EXTRAIT DU DOCUMENT

Les hivers de Christophe Jacrot

30 novembre 2018   •  
Écrit par Lou Tsatsas
Les hivers de Christophe Jacrot

La Galerie de l’Europe accueille En dessous de zéro, la dixième exposition consacrée à l’œuvre de Christophe Jacrot. En voyageant dans les territoires froids, du Japon à la Sibérie, le photographe capture avec brio la force et la fragilité des éléments.

C’est par hasard que Christophe Jacrot se lance dans la photographie d’intempéries. Photojournaliste de formation, l’artiste avait reçu, il y a une dizaine d’années, une commande d’un guide touristique lui proposant de capturer un Paris ensoleillé. Le temps étant capricieux, Christophe Jacrot avait arpenté la capitale sous le déluge. En 2007 sortait alors Paris sous la pluie, un ouvrage publié aux éditions du Chêne, qui a marqué le début de sa passion pour le mauvais temps. « Je me sentais à l’aise dans cet univers. J’ai donc poursuivi dans cette voie, en m’ouvrant aux paysages enneigés », précise le photographe.

À la Galerie de l’Europe, l’exposition En dessous de zéro retrace plusieurs voyages entrepris durant les hivers derniers – du Canada au Groenland, en passant par la Bavière ou encore le Japon. Inspiré par les peintres de paysages, autant que par les clichés poétiques de Saul Leiter, Todd Hido et Pentti Sammallahti, Christophe Jacrot représente les territoires enneigés avec onirisme. « Je laisse simplement parler mon imagination, confie-t-il. Je me méfiais de la neige, au départ, à cause de son apparente facilité. J’ai donc essayé de construire des photos plus élaborées, d’amener une autre dimension à l’image. » Somptueuses et dramatiques, les créations du photographe se teintent d’une certaine singularité. « Ce sont mes hivers à moi », explique-t-il simplement.

© Christophe Jacrot

La dramaturgie des intempéries

Si Christophe Jacrot s’envole d’un continent à l’autre pour capturer les paysages les plus froids du monde, les territoires qu’il photographie lui sont néanmoins familiers. « J’aime retourner dans les mêmes lieux, explique l’artiste. Une intimité se crée, et on ne fait plus les mêmes images. J’ai pu retourner dix fois sur certains lieux ». Une fois l’endroit apprivoisé, la sensibilité du photographe le guide vers les détails à sublimer.

Parmi les paysages hivernaux exposés à la Galerie, les images venues de Norilsk, en Sibérie, se démarquent. « Il s’agit d’une ville située à 200 kilomètres au nord du cercle arctique, raconte Christophe Jacrot. Elle est interdite aux étrangers. C’est la ville la plus improbable que j’aie pu visiter, un lieu incroyable ». Accessible seulement par avion, la ville est une ancienne cité minière, construite par des prisonniers, sous Staline. C’est aujourd’hui l’un des lieux les plus pollués et froids du monde. Là-bas, les températures peuvent atteindre -50°, et le vent souffle à 100 km/h. Une puissance climatique qui fascine le photographe. « Cette force suprahumaine me passionne. Le climat existe depuis bien plus longtemps que nous, et il perdurera longtemps après notre départ. Cette dimension poétique, et la dramaturgie de ces intempéries m’inspirent ».

BUT DE L'EXERCICE
Répondez à ces questions sur l'article consacré à Christophe Jacrot.
(a) Quel livre est sorti en 2007, et chez quel éditeur ?
(b) Combien de fois le photographe a-t-il pu retourner sur certains lieux ?
(c) À quelle distance au nord du cercle arctique se trouve Norilsk ?
Les lignes qui suivent ne sont pas utiles ici.

LISTE
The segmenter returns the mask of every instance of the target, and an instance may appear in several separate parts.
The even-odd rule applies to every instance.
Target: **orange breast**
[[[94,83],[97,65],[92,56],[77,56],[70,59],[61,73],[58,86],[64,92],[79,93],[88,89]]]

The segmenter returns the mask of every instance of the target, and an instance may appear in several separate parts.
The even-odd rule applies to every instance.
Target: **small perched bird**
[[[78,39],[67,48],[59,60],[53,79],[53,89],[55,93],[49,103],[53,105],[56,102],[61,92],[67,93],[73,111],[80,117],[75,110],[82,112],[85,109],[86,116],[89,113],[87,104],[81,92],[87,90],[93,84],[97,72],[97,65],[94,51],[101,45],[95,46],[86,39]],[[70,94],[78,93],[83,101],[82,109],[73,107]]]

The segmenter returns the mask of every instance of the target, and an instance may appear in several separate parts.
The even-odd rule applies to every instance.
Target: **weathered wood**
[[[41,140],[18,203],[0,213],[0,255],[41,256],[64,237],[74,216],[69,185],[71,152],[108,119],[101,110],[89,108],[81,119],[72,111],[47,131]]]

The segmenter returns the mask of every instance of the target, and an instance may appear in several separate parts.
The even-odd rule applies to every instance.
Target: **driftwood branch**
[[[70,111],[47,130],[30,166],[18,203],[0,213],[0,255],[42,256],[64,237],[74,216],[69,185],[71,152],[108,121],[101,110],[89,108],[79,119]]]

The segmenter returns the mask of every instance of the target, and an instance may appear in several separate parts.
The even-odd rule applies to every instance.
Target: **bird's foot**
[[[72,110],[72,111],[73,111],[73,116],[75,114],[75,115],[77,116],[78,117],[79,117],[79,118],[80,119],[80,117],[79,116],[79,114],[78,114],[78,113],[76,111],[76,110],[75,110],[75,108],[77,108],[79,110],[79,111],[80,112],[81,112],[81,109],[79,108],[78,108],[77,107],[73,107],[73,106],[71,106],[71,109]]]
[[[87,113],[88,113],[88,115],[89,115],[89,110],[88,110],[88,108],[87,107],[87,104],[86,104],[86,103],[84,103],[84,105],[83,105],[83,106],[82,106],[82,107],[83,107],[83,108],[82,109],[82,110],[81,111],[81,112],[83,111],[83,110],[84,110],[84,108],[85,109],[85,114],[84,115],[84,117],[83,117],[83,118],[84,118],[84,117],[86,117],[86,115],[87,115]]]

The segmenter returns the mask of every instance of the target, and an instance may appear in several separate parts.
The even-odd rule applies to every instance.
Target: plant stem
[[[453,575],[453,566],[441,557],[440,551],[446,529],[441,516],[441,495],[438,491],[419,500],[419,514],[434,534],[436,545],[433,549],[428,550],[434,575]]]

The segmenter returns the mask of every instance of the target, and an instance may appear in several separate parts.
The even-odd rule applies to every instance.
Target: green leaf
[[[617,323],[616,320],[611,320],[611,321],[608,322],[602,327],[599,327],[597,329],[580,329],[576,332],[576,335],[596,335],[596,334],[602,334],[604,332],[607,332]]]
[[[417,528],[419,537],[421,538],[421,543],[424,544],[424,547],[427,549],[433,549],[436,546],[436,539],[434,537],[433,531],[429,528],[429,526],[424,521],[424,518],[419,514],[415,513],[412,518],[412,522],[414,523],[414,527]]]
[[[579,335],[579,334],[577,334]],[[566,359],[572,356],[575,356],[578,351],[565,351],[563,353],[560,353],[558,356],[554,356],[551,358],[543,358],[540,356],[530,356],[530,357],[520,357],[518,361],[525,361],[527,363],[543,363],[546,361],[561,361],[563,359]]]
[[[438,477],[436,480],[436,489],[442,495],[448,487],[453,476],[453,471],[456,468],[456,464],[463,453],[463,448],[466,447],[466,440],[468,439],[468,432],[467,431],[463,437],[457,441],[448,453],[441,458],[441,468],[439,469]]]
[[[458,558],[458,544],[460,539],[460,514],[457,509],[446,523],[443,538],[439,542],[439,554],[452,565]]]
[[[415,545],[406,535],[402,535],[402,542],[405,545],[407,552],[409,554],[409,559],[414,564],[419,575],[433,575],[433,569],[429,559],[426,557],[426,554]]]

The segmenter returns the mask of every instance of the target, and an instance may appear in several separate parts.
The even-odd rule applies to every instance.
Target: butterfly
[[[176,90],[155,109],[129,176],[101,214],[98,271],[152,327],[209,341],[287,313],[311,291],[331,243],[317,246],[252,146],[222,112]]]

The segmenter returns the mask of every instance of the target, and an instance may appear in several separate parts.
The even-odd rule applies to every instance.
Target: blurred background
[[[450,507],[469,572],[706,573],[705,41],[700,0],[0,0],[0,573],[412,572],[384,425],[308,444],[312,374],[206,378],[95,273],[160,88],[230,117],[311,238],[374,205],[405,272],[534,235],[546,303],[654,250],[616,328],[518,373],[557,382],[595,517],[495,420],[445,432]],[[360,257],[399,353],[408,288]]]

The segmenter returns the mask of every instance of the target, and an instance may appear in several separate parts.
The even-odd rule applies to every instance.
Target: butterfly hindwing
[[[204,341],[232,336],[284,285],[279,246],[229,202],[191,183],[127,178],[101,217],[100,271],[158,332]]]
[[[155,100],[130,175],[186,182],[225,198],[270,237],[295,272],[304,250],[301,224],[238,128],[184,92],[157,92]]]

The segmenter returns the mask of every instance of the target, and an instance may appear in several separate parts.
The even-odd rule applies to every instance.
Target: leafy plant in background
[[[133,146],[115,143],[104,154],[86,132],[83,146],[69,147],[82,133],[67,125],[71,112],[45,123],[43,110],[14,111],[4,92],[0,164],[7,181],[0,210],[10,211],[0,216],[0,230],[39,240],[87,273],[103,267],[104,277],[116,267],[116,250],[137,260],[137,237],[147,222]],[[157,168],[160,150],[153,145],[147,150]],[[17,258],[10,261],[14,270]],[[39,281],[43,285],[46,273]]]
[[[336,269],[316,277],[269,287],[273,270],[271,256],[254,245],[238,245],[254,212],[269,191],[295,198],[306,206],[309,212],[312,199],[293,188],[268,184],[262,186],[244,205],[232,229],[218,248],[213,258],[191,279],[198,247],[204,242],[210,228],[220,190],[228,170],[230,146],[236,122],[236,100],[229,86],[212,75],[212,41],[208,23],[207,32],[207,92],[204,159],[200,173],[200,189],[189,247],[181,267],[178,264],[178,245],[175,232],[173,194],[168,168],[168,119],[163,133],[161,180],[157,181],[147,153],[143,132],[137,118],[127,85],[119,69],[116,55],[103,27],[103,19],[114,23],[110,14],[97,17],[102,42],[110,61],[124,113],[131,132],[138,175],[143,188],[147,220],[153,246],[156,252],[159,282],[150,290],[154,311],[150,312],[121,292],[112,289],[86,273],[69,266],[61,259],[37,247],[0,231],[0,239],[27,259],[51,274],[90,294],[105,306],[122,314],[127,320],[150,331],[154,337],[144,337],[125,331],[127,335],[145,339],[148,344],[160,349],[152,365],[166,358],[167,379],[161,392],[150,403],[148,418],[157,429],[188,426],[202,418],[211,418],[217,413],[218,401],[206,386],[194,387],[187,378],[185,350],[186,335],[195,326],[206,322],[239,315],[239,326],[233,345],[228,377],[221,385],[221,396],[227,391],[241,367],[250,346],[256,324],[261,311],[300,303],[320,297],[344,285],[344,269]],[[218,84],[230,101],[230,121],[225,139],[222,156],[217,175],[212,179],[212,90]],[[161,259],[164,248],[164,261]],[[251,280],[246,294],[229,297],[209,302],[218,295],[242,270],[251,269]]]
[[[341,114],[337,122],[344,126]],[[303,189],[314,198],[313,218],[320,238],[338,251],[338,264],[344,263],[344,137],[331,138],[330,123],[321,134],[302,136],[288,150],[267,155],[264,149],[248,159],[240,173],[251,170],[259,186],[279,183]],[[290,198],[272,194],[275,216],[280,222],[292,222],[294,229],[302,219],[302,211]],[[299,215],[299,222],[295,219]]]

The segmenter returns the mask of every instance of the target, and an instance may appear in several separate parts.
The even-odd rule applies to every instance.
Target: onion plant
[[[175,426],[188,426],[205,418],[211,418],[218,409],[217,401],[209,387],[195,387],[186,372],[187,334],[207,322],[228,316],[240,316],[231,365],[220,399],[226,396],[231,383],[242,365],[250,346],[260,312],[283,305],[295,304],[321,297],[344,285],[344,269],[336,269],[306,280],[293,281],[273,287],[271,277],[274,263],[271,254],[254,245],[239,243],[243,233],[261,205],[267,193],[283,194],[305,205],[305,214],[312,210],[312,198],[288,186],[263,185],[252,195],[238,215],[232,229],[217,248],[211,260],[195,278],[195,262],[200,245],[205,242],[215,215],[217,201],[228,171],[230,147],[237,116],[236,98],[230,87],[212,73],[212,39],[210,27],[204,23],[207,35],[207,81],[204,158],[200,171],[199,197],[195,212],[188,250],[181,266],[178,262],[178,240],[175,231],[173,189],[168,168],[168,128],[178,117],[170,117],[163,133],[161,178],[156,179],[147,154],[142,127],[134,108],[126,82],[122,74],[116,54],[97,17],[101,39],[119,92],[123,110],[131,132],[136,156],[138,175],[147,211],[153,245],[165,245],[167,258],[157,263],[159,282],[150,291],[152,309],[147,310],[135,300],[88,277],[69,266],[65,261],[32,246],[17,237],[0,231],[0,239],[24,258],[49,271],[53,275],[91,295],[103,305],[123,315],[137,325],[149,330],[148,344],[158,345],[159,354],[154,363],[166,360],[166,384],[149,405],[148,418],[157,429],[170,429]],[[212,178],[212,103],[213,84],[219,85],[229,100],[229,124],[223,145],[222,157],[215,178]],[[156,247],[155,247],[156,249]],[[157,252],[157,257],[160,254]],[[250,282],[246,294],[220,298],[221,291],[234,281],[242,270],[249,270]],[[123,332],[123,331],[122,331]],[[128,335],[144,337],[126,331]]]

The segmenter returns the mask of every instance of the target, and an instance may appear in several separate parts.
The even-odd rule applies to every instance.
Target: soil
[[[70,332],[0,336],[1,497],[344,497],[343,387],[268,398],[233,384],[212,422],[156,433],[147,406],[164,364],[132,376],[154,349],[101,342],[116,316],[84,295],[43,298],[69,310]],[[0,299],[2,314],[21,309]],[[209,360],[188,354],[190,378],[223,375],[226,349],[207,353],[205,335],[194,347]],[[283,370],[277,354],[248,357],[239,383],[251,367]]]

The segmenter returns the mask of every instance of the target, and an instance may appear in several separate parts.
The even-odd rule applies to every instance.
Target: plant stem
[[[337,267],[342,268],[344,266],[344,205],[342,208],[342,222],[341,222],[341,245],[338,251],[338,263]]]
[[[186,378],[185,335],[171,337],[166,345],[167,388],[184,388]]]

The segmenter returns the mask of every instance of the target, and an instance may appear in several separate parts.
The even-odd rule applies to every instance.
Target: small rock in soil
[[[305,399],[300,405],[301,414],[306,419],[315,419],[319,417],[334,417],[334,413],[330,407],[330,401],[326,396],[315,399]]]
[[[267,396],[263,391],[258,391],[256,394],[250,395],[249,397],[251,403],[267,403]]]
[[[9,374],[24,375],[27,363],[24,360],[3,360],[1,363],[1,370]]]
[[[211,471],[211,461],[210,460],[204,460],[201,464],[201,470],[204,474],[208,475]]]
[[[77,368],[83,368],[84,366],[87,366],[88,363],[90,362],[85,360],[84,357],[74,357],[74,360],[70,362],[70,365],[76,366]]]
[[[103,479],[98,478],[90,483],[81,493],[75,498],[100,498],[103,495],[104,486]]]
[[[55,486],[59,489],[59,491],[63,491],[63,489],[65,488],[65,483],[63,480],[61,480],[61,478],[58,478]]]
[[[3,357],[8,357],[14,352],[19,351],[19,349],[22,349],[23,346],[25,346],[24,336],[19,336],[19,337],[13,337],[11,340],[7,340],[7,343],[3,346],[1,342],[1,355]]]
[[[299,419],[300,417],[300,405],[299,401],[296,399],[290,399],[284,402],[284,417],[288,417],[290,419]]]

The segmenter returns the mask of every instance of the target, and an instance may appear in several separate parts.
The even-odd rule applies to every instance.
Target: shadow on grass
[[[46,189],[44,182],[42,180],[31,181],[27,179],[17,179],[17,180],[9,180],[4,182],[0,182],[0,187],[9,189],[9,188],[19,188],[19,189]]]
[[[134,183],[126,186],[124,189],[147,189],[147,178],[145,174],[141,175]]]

TÂCHE RÉALISÉE
(a) Paris sous la pluie, aux éditions du Chêne.
(b) Dix fois.
(c) À 200 kilomètres.